(ASSIGNED TASK): Below is a listing. Write out exactly its lines between the one holding "of the orange" and the one holding "of the building.", inclusive.

═══ THE DATA

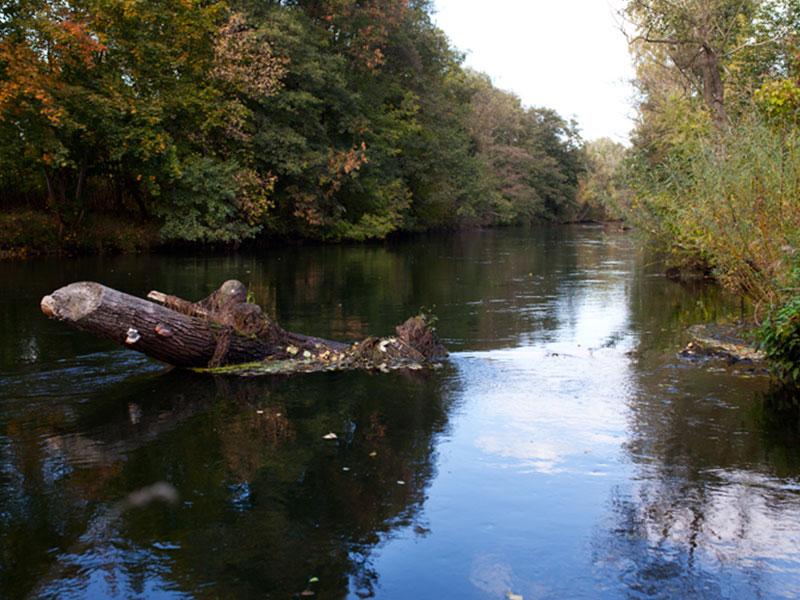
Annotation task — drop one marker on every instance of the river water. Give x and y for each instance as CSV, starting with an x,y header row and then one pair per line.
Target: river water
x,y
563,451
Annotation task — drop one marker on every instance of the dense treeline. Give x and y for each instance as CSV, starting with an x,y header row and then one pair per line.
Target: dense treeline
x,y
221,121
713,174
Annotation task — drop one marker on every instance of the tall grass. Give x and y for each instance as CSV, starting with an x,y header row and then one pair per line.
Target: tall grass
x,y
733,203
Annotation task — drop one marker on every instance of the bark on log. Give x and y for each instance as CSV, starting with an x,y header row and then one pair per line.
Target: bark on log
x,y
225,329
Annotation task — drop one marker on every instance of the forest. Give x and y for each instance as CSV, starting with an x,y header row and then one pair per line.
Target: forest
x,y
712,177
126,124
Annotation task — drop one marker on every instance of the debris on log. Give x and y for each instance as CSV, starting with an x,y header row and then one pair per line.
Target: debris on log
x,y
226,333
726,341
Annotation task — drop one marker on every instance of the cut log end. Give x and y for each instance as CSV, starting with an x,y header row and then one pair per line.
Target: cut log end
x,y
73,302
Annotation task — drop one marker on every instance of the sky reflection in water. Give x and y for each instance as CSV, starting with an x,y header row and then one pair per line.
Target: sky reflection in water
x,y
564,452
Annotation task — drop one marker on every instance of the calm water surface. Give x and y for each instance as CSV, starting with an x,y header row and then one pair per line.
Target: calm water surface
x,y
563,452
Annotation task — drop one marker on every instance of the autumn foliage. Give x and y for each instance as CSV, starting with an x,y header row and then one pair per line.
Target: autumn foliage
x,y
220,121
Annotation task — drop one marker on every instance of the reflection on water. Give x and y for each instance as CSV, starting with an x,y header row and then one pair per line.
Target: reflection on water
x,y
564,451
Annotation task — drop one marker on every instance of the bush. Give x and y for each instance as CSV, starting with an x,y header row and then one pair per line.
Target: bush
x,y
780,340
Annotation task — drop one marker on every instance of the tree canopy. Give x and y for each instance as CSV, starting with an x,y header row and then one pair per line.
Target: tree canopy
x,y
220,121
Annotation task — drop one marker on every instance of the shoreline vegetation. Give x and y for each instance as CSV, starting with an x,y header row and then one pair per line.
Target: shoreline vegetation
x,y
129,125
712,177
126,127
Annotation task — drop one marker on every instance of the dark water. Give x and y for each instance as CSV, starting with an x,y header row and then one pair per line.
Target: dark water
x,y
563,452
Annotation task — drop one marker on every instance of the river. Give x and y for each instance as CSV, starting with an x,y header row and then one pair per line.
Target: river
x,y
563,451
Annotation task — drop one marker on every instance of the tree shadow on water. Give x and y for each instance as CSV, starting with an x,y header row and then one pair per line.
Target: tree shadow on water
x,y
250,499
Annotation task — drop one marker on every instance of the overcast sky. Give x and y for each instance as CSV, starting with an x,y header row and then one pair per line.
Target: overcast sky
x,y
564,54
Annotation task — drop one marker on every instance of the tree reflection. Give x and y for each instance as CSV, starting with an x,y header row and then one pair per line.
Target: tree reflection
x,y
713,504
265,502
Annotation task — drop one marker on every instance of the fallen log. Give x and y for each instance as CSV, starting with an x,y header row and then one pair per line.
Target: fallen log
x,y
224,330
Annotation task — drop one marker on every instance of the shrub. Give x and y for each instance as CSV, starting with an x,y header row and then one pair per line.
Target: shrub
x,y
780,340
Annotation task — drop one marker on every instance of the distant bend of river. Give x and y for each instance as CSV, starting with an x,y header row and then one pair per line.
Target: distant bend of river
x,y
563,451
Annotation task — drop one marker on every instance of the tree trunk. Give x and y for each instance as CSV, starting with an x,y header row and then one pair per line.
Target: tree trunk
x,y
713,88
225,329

══════
═══ THE DATA

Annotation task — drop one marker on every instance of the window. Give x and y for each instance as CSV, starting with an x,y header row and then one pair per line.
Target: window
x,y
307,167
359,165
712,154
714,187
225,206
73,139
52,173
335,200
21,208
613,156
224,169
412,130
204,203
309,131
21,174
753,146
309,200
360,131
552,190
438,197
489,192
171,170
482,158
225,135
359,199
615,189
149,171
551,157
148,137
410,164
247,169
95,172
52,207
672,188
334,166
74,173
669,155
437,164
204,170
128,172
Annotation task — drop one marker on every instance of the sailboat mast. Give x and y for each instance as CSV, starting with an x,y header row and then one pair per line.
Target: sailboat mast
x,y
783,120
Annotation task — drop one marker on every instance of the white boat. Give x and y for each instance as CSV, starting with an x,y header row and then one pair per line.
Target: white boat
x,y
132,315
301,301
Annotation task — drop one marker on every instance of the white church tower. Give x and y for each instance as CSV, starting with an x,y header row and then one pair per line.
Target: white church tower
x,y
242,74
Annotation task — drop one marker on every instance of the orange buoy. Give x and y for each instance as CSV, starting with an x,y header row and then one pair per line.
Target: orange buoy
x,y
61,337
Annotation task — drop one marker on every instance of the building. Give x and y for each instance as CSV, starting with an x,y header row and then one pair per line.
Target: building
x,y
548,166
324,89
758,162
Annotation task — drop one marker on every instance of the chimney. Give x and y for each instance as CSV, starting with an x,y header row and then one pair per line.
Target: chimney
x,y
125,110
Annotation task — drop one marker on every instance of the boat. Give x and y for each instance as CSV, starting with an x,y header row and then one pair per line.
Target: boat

══════

(EXERCISE ANSWER):
Annotation task — drop one marker on every instance of the orange buoy. Give x and y for each instance as CSV, starting with an x,y header row and then one pair per line.
Target: orange buoy
x,y
61,337
Annotation task — drop one marker on every instance of the building. Give x and y for each instance as CSV, starting with an x,y header row and then one pair per line.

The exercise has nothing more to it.